==== EXCERPTED DATA ====

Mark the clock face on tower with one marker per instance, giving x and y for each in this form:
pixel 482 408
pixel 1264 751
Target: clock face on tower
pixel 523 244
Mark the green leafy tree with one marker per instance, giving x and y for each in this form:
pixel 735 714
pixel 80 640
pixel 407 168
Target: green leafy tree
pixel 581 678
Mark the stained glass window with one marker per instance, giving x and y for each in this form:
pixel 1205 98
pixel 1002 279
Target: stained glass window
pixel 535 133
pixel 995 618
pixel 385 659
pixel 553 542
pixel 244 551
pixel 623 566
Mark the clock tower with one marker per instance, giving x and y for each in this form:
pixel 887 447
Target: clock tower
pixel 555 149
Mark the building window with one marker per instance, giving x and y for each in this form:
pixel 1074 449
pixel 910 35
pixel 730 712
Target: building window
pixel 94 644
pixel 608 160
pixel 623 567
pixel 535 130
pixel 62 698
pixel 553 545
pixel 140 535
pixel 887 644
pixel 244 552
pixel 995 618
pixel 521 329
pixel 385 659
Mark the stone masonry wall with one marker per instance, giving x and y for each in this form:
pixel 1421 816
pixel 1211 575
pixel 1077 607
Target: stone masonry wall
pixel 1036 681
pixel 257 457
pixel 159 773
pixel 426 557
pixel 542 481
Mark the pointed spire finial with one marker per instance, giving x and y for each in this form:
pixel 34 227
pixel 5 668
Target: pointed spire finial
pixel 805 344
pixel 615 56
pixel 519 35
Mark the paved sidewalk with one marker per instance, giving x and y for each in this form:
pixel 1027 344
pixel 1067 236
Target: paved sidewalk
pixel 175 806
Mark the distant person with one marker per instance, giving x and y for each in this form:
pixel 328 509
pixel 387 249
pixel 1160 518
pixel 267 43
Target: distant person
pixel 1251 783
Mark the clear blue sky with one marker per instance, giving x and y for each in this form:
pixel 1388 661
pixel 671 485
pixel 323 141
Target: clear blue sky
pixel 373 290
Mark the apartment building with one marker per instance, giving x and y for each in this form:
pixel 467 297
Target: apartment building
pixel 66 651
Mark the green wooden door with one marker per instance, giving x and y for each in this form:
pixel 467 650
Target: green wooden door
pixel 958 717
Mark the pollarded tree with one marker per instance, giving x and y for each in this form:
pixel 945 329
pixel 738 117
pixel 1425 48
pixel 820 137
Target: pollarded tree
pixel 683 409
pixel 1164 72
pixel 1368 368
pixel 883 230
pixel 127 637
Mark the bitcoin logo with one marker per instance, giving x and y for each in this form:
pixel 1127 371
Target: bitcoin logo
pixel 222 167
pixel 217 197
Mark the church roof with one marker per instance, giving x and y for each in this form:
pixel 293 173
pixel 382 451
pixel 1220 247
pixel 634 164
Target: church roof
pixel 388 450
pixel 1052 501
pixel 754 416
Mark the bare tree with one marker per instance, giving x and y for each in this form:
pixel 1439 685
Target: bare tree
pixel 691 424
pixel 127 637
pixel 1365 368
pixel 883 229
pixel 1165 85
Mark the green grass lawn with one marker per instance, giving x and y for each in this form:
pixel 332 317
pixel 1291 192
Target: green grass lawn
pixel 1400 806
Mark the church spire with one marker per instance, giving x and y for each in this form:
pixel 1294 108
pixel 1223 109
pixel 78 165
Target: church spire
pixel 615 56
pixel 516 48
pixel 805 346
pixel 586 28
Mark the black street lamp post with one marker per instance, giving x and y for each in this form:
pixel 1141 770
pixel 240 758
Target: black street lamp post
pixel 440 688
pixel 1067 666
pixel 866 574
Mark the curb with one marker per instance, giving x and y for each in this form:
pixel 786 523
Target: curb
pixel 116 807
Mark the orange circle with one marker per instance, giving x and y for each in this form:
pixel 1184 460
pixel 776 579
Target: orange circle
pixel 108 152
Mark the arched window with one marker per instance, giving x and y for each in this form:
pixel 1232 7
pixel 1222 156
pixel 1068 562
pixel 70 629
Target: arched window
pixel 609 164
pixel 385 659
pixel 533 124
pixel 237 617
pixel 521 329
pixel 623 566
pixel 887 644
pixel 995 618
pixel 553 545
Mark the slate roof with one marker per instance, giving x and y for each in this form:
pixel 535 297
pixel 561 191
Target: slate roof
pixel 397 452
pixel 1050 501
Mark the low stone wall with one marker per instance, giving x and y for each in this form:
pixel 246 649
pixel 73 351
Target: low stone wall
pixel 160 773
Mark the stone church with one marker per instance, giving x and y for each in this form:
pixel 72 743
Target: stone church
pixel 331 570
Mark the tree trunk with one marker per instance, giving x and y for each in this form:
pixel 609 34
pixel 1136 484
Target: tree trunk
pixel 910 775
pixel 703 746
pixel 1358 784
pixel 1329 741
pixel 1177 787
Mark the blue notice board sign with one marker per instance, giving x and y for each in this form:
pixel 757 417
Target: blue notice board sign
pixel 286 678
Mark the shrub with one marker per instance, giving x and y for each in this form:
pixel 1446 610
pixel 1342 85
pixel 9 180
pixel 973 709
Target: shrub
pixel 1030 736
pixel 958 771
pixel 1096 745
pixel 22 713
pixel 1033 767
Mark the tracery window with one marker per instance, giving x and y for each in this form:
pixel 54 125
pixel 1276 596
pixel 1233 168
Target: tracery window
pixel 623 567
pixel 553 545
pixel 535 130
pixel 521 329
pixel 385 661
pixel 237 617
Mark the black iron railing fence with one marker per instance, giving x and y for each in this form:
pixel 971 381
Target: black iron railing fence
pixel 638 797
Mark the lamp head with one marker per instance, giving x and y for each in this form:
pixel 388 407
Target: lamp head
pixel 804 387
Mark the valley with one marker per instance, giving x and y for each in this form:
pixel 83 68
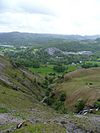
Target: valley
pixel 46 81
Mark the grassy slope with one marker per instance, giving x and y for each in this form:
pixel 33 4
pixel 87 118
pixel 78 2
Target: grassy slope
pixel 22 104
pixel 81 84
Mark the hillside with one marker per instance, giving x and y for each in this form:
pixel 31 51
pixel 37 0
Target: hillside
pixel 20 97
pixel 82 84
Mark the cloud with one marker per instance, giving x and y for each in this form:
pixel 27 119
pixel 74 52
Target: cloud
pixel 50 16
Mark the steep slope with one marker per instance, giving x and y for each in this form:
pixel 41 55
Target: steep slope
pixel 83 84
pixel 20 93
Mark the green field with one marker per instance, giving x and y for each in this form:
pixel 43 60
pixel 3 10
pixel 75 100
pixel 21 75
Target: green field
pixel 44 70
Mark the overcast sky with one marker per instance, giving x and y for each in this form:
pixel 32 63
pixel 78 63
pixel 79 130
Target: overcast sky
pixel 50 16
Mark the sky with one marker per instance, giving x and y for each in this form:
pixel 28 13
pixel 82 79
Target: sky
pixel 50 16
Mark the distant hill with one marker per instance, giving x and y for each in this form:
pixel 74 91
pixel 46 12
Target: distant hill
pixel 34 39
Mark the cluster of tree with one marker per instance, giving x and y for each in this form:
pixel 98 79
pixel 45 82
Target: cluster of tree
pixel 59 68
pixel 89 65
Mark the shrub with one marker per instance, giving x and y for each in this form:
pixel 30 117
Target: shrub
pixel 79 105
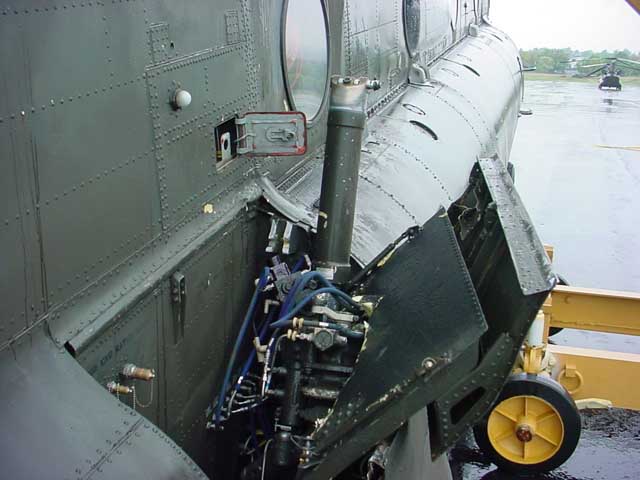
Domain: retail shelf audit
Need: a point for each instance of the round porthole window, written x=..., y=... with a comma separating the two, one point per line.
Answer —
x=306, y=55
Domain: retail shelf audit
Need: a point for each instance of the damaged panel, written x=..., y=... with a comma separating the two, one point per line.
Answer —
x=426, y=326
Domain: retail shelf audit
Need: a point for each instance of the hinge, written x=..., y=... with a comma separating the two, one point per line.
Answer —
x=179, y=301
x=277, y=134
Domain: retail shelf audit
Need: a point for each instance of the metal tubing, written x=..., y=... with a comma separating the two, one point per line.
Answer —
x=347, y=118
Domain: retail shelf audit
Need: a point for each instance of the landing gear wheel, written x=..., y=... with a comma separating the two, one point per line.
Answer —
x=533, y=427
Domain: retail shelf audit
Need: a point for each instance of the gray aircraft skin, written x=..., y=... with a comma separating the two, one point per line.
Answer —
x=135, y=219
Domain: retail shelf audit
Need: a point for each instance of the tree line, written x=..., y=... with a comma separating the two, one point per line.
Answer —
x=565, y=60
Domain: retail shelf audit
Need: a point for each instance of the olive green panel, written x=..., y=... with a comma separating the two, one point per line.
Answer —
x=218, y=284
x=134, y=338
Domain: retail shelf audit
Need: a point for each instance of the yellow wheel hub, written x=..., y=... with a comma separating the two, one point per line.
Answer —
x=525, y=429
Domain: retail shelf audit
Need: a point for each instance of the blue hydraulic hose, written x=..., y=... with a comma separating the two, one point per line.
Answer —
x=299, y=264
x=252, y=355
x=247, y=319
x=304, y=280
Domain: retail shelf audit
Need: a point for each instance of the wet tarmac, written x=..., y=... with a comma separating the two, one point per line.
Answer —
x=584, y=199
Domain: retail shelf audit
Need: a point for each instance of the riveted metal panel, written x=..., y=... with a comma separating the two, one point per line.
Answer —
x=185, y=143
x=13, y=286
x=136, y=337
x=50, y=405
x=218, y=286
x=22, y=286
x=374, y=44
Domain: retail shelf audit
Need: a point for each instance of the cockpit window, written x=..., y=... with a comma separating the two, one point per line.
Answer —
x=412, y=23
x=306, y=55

====

__JOB__
Reproduce the entries character for character, from their first line through the line containing "pixel 523 244", both ends included.

__WRITTEN SOLUTION__
Mark the clock face on tower with one marker per instance, giving x and y for each in this form:
pixel 482 408
pixel 1264 751
Target: clock face on tower
pixel 523 244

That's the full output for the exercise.